→ **Problem details**:
Rewrite the items from the line with "Where can the plastic" up to and including the final line, requests included, and increase every number in the answer coordinates by 55. Leave the requests and their sample coordinates unchanged.

→ **Exercise data**:
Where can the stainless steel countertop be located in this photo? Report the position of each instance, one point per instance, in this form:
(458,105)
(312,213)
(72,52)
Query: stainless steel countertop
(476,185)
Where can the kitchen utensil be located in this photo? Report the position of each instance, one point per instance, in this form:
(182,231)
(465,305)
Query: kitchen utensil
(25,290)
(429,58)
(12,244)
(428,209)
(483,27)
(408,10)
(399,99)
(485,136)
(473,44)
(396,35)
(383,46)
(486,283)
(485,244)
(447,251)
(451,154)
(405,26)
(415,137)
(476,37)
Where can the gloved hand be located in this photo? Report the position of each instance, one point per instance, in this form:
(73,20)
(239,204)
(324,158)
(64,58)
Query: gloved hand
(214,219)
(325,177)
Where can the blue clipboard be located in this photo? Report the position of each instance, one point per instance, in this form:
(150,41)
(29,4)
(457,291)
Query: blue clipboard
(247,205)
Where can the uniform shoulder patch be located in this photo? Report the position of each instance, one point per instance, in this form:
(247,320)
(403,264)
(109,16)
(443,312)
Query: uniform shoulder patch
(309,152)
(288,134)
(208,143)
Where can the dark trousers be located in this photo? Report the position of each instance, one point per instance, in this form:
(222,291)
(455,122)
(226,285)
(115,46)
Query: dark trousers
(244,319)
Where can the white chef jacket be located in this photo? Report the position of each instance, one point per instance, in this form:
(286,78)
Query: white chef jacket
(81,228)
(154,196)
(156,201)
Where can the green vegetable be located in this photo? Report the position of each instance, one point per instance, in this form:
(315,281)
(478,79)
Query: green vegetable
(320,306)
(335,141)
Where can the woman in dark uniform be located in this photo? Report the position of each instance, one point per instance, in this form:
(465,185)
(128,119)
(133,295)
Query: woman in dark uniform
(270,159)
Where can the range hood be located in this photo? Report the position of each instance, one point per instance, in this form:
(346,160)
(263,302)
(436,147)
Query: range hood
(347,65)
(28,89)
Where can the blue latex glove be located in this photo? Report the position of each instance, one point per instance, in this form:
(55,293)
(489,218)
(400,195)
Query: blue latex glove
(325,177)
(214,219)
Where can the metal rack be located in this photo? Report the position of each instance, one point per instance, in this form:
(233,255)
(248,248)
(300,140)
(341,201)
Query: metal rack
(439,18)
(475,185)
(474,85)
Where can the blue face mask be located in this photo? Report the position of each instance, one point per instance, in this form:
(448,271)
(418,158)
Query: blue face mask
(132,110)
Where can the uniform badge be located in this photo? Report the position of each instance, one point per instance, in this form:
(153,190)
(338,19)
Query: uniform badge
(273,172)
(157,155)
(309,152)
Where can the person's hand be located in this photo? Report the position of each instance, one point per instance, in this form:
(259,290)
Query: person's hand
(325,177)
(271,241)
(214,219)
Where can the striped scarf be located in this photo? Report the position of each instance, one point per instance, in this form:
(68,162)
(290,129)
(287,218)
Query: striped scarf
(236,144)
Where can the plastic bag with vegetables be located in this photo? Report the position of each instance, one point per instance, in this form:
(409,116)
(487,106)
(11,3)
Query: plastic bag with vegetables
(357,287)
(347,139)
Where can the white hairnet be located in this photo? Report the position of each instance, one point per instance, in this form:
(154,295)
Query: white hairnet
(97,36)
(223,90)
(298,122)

→ **Task response**:
Where can the plastic bag with vegetables be located in this photo? Report the position of each instance, one point per instance, in this form:
(409,116)
(487,106)
(11,3)
Query: plastic bag with vegetables
(412,342)
(402,194)
Where can the white hairnet be located in this photo? Report the position of each instance, one point per instance, in this form:
(154,295)
Query: white hairnet
(152,91)
(278,145)
(353,177)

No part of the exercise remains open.